>> START Text to read

Providing additional tax-free retirement income

While permanent life insurance can be an excellent way to build estate value, it can also be used to provide an additional tax-efficient source of retirement income.

The most common method of doing this is by using the cash surrender value of the policy as collateral for a loan from a financial institution. The financial institution provides the individual with a series of loans, for which the insurance policy is the collateral. Under current tax laws, the loan proceeds are received tax free.

The loan arrangement can be structured so that no interest is payable on the loan until death. When the individual dies, part of the death benefit goes to pay out the loan, with the excess going tax-free to the named beneficiaries.

Individuals can also access their insurance policy’s value through a withdrawal of the policy’s cash value or through a policy loan directly with the insurance company. However, a withdrawal or policy loan could trigger tax consequences depending on the adjusted cost basis of the policy. For this reason, a loan arrangement from a third-party financial institution is the most common method of generating additional income in retirement.

>> END Text to read
>> START Extracted records

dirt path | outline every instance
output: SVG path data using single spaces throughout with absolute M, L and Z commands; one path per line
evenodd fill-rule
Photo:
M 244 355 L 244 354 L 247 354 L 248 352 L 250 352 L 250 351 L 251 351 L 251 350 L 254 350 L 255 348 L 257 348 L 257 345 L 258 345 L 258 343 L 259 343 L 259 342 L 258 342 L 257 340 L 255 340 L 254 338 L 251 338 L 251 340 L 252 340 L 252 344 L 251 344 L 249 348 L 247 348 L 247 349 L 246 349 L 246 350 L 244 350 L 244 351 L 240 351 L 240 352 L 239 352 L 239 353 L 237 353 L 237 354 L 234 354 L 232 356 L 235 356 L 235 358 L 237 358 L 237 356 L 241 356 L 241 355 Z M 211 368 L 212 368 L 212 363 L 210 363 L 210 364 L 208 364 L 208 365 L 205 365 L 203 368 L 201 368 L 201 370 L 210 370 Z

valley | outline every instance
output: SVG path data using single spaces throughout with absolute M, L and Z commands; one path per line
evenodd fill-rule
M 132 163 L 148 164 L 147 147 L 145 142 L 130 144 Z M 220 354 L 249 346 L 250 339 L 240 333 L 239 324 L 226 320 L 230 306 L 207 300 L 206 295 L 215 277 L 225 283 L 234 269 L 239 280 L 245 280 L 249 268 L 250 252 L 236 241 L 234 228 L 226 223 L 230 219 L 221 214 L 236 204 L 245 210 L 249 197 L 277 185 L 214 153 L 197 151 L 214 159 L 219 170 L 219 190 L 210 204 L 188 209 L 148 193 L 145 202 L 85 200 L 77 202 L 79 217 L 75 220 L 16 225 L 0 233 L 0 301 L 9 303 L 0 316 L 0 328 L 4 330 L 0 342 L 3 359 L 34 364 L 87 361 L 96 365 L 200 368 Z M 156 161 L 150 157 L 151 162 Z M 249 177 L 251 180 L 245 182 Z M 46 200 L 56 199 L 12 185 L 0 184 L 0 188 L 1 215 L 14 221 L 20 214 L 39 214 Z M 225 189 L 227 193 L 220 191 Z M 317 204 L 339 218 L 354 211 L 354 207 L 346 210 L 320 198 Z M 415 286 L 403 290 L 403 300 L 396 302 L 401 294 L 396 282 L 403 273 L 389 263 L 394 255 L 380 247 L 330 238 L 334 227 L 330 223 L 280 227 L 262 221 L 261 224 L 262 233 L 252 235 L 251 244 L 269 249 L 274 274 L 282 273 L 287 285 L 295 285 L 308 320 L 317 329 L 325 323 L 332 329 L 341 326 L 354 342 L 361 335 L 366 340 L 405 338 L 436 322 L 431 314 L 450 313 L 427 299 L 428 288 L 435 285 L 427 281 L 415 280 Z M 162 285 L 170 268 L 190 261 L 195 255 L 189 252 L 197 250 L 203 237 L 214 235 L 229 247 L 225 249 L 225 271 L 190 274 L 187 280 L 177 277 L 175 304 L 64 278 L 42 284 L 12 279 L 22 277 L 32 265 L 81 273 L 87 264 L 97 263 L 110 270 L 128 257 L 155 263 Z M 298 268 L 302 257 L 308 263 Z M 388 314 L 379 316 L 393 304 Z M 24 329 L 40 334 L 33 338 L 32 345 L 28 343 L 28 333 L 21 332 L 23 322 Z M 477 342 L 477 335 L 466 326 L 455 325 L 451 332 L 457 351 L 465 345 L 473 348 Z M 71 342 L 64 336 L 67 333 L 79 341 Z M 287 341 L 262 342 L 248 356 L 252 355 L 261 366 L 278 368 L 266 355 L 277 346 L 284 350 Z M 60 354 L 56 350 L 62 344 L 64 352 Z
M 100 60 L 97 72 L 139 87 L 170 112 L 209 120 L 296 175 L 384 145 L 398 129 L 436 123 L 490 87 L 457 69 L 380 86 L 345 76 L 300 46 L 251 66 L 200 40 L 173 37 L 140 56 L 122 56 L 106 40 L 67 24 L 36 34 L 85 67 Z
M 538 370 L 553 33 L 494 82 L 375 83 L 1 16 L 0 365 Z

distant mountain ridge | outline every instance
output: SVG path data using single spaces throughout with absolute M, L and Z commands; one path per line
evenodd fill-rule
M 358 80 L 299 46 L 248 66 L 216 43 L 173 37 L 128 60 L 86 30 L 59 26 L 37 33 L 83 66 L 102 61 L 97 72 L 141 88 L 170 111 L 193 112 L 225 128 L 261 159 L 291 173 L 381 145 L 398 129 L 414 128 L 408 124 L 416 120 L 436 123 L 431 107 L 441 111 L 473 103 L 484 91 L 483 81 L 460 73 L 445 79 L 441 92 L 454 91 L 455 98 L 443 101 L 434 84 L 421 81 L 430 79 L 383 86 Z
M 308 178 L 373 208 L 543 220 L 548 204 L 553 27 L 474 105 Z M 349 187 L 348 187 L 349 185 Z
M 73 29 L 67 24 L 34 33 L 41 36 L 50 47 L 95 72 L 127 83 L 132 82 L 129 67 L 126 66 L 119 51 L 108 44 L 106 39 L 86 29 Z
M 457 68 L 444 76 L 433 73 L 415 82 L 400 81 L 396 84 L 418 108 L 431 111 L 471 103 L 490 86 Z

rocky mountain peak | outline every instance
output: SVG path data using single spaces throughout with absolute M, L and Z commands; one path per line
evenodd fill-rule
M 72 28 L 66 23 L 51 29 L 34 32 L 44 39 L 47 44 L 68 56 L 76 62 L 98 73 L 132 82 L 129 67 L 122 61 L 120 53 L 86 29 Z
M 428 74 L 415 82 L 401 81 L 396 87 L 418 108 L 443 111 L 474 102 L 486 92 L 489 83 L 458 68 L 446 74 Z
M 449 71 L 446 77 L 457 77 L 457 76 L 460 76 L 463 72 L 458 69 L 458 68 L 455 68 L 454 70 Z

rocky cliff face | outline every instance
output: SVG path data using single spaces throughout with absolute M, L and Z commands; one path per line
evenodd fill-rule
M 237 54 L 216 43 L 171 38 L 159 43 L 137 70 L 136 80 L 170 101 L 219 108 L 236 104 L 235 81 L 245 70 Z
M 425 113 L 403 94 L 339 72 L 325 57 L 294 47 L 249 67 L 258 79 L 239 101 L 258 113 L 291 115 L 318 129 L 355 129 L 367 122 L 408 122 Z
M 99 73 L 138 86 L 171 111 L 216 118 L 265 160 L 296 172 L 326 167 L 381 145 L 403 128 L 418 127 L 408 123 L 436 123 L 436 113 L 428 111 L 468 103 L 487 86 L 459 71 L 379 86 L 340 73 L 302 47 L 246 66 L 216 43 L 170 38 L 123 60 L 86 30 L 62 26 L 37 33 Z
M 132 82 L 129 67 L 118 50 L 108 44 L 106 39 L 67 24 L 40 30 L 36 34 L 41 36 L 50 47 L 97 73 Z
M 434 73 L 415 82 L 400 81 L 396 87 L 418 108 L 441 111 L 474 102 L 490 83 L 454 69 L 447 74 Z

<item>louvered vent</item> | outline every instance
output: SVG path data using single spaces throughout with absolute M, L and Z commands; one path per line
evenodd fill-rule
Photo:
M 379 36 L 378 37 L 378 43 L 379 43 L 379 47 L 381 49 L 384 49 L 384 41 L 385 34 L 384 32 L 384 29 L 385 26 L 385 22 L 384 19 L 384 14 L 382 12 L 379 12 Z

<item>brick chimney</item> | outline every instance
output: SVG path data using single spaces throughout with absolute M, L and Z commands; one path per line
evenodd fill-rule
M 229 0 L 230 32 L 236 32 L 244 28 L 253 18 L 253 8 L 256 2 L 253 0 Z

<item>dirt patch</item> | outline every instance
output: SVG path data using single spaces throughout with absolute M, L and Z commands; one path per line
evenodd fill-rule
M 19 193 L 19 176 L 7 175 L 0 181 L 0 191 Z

>> END Extracted records

[Tasks to perform]
1. Reproduce the section of the passage on life insurance as retirement income, everything from "Providing additional tax-free" down to "received tax free.", swapping "financial institution" for "bank".
2. Answer these questions using the passage on life insurance as retirement income.
(a) What serves as collateral for the loans from a financial institution?
(b) Under the loan arrangement described, until when can interest on the loan be deferred?
(c) Which two ways of accessing a policy's value directly could trigger tax consequences?
3. Extend the passage on life insurance as retirement income beyond its final sentence.

[Exercise answers]
1.
Providing additional tax-free retirement income

While permanent life insurance can be an excellent way to build estate value, it can also be used to provide an additional tax-efficient source of retirement income.

The most common method of doing this is by using the cash surrender value of the policy as collateral for a loan from a bank. The bank provides the individual with a series of loans, for which the insurance policy is the collateral. Under current tax laws, the loan proceeds are received tax free.

2.
(a) The cash surrender value of the permanent life insurance policy.
(b) Until death.
(c) A withdrawal of the policy's cash value and a policy loan directly with the insurance company.

3.
The insurance opportunity

It’s time to bust the myth that insurance has no place in the portfolio of wealthy individuals. As age and wealth increase, what was once a necessary protection expense becomes a very valuable financial opportunity.

Insurance products can add value for insurable business owners and affluent individuals in so many ways: enhanced retirement income, business protection, estate preservation, and tax-efficient wealth transfers. It’s an investment worth exploring for the affluent.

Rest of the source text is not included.